Data for the task below:

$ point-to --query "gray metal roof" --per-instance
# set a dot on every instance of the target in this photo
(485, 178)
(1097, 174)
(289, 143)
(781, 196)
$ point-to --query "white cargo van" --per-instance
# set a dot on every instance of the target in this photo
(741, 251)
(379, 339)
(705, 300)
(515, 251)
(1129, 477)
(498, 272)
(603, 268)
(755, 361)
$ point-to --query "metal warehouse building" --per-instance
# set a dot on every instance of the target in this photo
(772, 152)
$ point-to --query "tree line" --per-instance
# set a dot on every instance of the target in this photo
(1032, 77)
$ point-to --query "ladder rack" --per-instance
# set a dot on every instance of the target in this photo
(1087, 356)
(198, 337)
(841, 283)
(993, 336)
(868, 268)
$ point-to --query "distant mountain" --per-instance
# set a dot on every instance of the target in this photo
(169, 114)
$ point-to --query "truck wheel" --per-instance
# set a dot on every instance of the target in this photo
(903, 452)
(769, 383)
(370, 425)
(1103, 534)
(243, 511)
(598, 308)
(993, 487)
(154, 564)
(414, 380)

End of Data for the task.

> Work required: Copy from the entries above each line in which the string "metal" can be found.

> Response to the exercise:
$ point-to --query "gray metal roof" --per-instance
$ point-to --query "metal warehouse building" --per-instance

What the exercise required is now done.